### EXERCISE AIM
Skip the pictures. Return exactly the lines from the one containing "Please spot the thin" through the end of the entries below.

===== MATERIAL PROVIDED

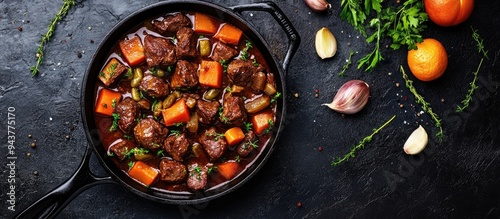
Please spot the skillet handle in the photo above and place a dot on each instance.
(282, 19)
(54, 202)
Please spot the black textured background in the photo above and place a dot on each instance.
(456, 179)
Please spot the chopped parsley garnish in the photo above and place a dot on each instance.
(224, 119)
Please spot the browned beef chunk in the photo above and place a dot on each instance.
(172, 171)
(223, 52)
(186, 43)
(233, 111)
(154, 86)
(159, 51)
(171, 23)
(128, 110)
(185, 75)
(240, 72)
(150, 134)
(197, 178)
(248, 144)
(121, 148)
(176, 146)
(207, 111)
(214, 143)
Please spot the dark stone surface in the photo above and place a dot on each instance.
(458, 178)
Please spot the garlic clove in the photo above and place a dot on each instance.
(325, 43)
(416, 142)
(318, 5)
(351, 97)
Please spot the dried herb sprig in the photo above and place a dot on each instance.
(46, 37)
(470, 92)
(346, 66)
(425, 105)
(361, 144)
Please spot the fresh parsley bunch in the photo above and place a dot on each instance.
(403, 24)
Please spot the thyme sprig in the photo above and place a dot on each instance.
(470, 92)
(425, 105)
(479, 41)
(46, 37)
(473, 85)
(361, 144)
(346, 66)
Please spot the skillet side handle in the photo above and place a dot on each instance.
(282, 19)
(50, 205)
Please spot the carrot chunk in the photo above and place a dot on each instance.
(234, 135)
(262, 121)
(210, 74)
(106, 101)
(204, 24)
(229, 34)
(143, 173)
(177, 113)
(133, 51)
(228, 169)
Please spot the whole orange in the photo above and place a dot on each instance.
(429, 61)
(448, 12)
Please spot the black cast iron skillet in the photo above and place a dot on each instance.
(53, 202)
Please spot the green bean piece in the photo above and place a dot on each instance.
(190, 103)
(211, 94)
(205, 47)
(160, 73)
(258, 104)
(192, 124)
(137, 77)
(269, 89)
(157, 107)
(135, 94)
(169, 101)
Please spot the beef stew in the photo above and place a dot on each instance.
(192, 119)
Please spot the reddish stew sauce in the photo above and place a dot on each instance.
(119, 77)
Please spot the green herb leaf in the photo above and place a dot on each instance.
(425, 105)
(46, 37)
(361, 144)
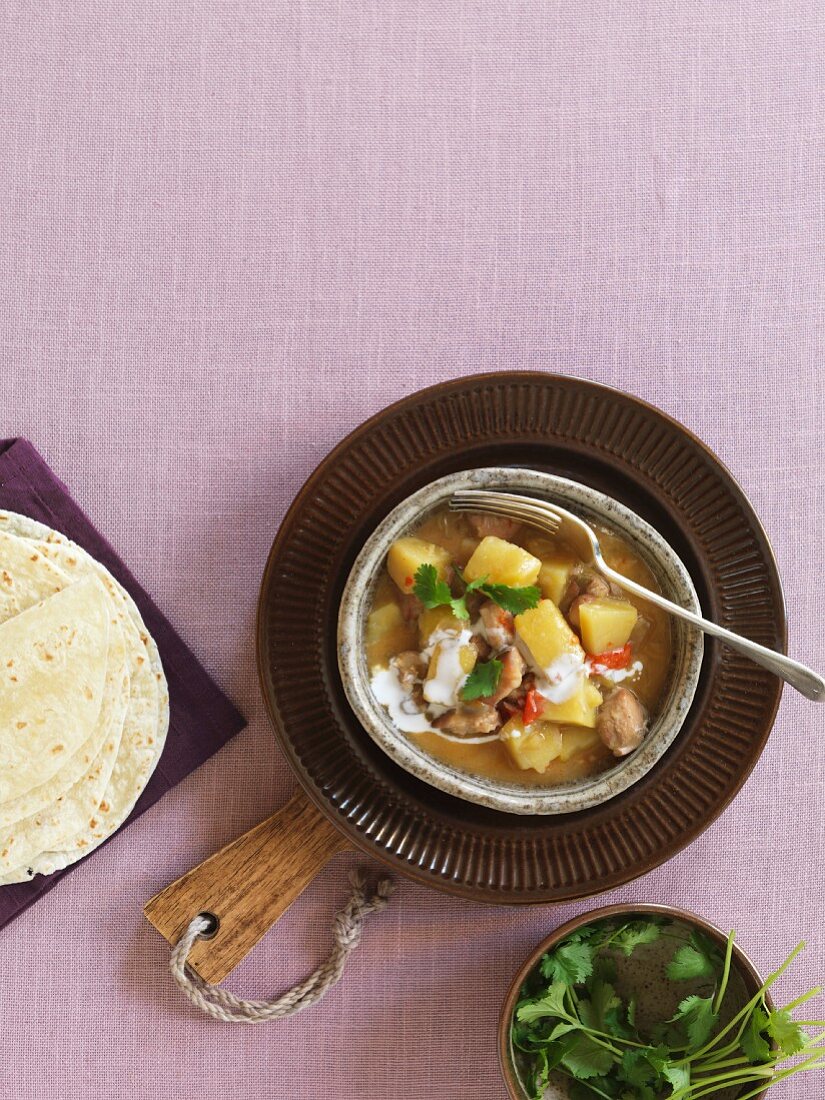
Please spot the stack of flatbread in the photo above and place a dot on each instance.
(84, 703)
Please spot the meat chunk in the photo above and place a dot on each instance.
(620, 722)
(481, 646)
(498, 625)
(411, 607)
(513, 670)
(470, 719)
(584, 582)
(410, 667)
(498, 526)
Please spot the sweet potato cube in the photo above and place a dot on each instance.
(546, 635)
(606, 624)
(437, 618)
(553, 576)
(382, 620)
(534, 746)
(502, 563)
(580, 710)
(408, 553)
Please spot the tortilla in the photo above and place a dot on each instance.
(53, 664)
(145, 722)
(25, 576)
(24, 840)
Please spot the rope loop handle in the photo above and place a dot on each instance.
(221, 1004)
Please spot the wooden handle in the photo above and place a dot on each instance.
(246, 886)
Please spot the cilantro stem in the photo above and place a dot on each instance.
(725, 972)
(593, 1088)
(801, 1000)
(744, 1013)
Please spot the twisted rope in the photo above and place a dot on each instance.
(221, 1004)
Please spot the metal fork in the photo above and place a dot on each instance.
(558, 520)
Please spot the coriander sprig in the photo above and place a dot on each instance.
(433, 592)
(573, 1020)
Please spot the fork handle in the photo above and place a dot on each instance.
(810, 683)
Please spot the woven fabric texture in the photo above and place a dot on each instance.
(230, 232)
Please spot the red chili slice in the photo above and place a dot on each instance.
(534, 706)
(615, 658)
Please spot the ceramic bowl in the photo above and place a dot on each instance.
(745, 982)
(513, 796)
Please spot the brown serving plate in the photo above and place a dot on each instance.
(749, 975)
(353, 795)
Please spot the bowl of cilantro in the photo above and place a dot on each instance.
(647, 1002)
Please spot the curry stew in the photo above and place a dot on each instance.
(501, 653)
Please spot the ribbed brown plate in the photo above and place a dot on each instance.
(580, 430)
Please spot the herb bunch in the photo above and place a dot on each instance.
(433, 592)
(571, 1019)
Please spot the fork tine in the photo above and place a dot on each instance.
(506, 504)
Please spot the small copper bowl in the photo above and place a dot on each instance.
(743, 967)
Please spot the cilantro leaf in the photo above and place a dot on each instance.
(785, 1033)
(584, 1058)
(550, 1004)
(430, 590)
(482, 681)
(679, 1076)
(756, 1047)
(690, 963)
(513, 600)
(637, 1068)
(571, 963)
(699, 1019)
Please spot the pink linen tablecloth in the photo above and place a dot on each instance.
(232, 230)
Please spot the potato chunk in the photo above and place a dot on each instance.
(606, 624)
(554, 575)
(546, 634)
(580, 710)
(405, 557)
(502, 563)
(383, 619)
(534, 746)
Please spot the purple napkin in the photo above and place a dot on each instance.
(201, 718)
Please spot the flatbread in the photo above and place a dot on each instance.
(25, 576)
(53, 666)
(146, 717)
(23, 840)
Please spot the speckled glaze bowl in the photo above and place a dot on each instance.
(745, 981)
(512, 796)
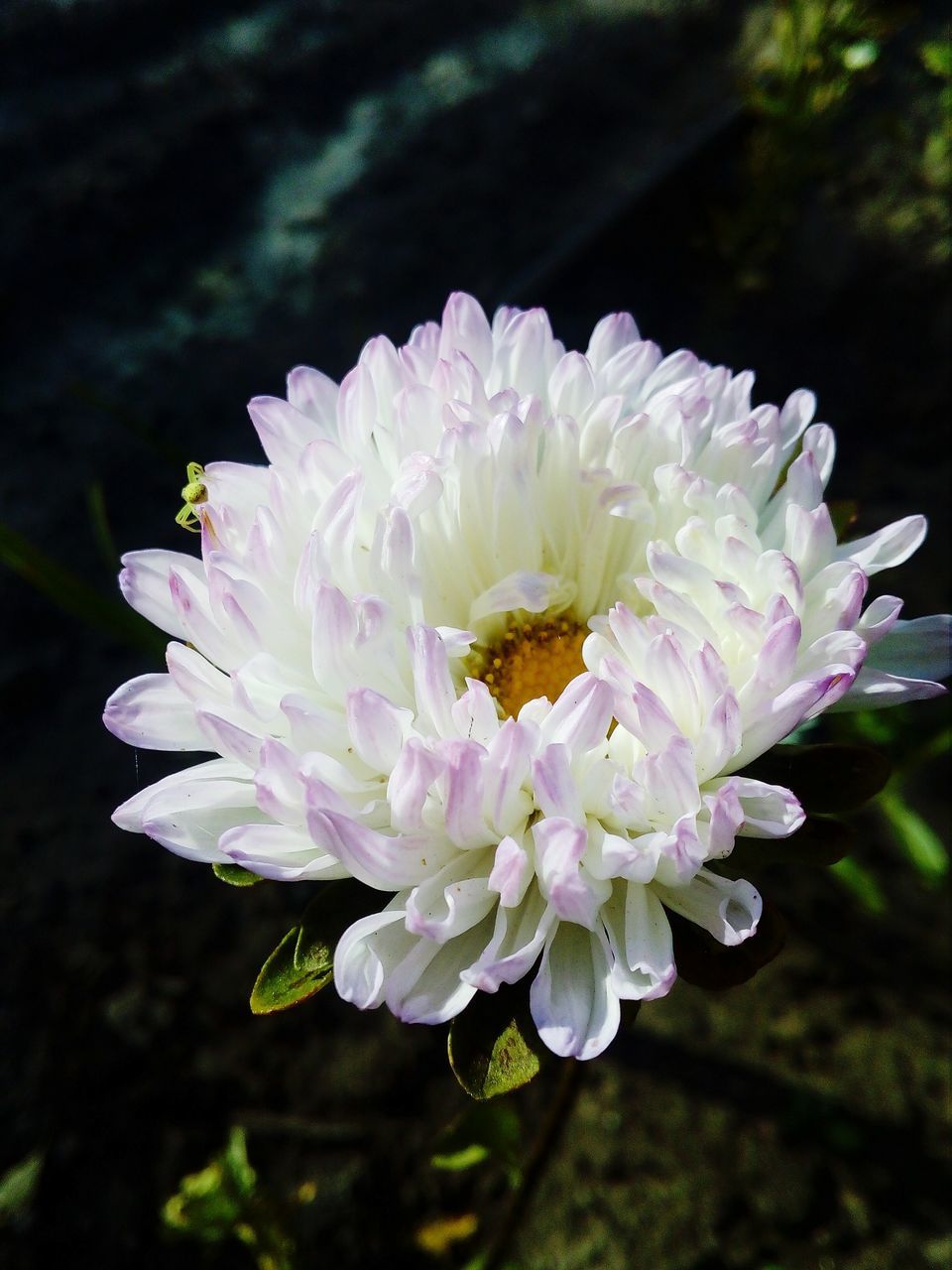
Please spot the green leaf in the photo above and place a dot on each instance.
(489, 1051)
(864, 885)
(17, 1188)
(707, 964)
(829, 778)
(235, 875)
(921, 844)
(303, 961)
(844, 513)
(73, 595)
(937, 58)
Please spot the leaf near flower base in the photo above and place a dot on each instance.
(826, 778)
(707, 964)
(489, 1048)
(235, 875)
(303, 961)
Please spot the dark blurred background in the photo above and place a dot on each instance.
(197, 197)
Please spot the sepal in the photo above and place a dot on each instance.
(303, 961)
(493, 1044)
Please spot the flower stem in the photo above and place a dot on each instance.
(542, 1148)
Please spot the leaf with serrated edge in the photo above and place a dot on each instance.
(291, 974)
(235, 875)
(303, 961)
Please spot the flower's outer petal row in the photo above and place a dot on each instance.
(905, 665)
(333, 627)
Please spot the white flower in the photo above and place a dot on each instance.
(492, 634)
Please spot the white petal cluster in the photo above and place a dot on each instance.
(331, 648)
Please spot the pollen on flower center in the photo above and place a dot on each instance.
(534, 659)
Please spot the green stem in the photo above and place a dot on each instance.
(542, 1148)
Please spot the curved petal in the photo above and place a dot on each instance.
(729, 910)
(151, 712)
(572, 1001)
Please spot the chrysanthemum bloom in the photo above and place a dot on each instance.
(493, 633)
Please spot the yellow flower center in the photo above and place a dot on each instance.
(534, 659)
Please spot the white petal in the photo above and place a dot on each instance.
(640, 938)
(918, 649)
(888, 547)
(449, 902)
(315, 395)
(367, 952)
(377, 728)
(770, 811)
(151, 711)
(281, 852)
(145, 584)
(282, 430)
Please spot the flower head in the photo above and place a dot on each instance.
(495, 631)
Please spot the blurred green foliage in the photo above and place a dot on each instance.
(919, 746)
(17, 1189)
(223, 1202)
(852, 111)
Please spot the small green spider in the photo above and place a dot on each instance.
(194, 492)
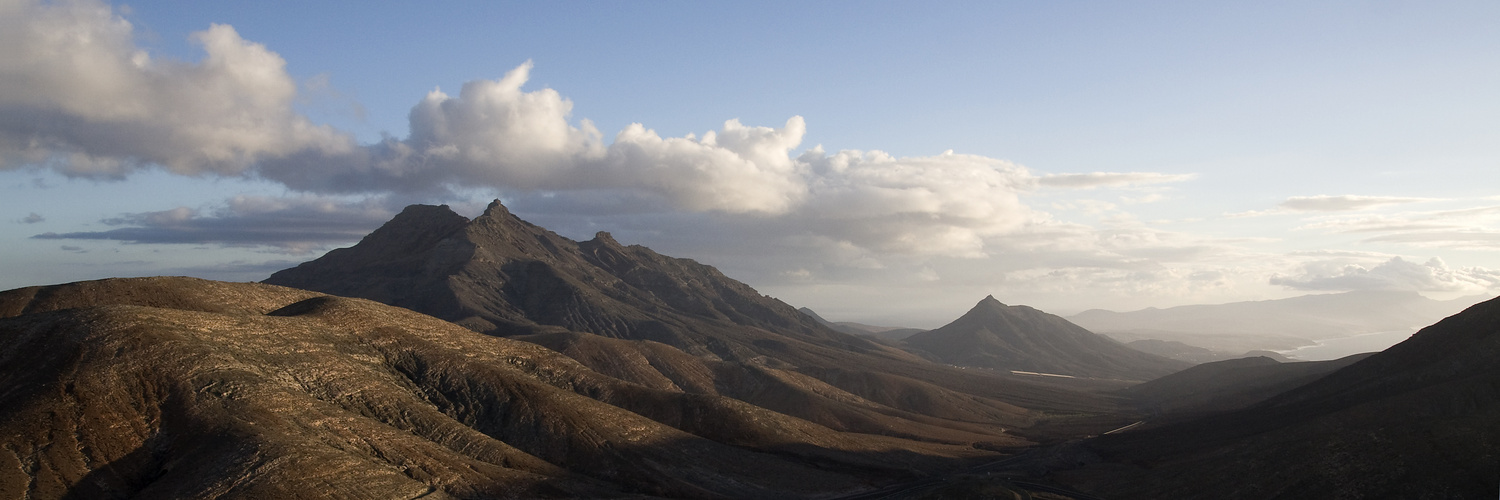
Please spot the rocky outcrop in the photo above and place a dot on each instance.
(185, 388)
(1020, 338)
(669, 323)
(1416, 421)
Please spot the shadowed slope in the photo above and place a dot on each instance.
(1416, 421)
(1020, 338)
(186, 388)
(1227, 385)
(501, 275)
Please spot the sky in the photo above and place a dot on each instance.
(876, 161)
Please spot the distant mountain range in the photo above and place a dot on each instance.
(881, 332)
(1275, 325)
(500, 361)
(672, 323)
(1020, 338)
(177, 388)
(1416, 421)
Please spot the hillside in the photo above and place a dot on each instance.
(674, 323)
(1227, 385)
(1416, 421)
(1275, 325)
(186, 388)
(1020, 338)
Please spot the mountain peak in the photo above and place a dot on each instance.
(605, 237)
(999, 337)
(497, 207)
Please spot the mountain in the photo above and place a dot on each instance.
(1227, 385)
(1193, 353)
(881, 332)
(182, 388)
(1416, 421)
(1020, 338)
(677, 325)
(1275, 325)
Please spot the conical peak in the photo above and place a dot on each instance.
(423, 216)
(495, 209)
(605, 237)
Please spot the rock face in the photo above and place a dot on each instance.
(1020, 338)
(1227, 385)
(504, 277)
(671, 323)
(177, 388)
(1416, 421)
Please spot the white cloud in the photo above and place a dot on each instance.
(1343, 203)
(1103, 179)
(81, 98)
(296, 225)
(1394, 274)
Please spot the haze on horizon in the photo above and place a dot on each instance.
(876, 162)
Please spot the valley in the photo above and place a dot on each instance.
(489, 358)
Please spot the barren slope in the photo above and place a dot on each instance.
(188, 388)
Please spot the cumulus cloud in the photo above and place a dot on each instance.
(1394, 274)
(81, 98)
(1343, 203)
(290, 224)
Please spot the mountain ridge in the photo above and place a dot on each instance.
(1022, 338)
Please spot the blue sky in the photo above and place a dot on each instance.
(1103, 155)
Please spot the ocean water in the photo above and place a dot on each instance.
(1340, 347)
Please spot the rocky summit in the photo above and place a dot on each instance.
(177, 388)
(1020, 338)
(677, 325)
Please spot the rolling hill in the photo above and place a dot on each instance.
(186, 388)
(674, 323)
(1416, 421)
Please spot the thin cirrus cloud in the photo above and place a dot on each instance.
(294, 225)
(1103, 179)
(1395, 274)
(96, 105)
(1341, 203)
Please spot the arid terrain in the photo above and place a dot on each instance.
(495, 359)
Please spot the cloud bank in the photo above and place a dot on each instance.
(1341, 203)
(81, 98)
(294, 225)
(1394, 274)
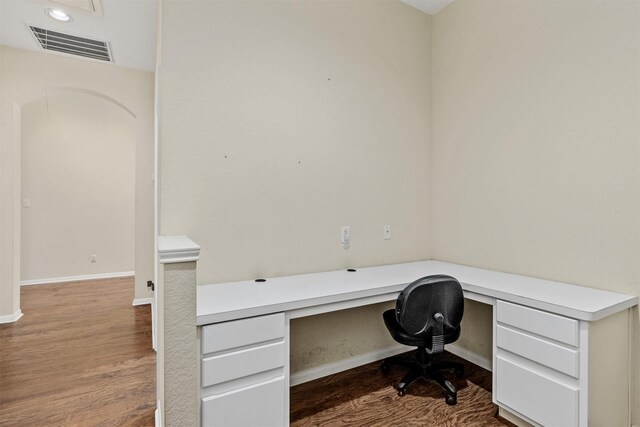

==========

### EXERCISE OUTPUT
Please spot the thin cirrus cloud in the photo above and place a dot on each instance.
(294, 225)
(1103, 179)
(1395, 274)
(96, 105)
(1341, 203)
Please spot the arid terrain in the photo above and place a dot on each instance.
(495, 359)
Please spot the cloud bank in the photo above and place a dot on each instance.
(1341, 203)
(81, 98)
(294, 225)
(1394, 274)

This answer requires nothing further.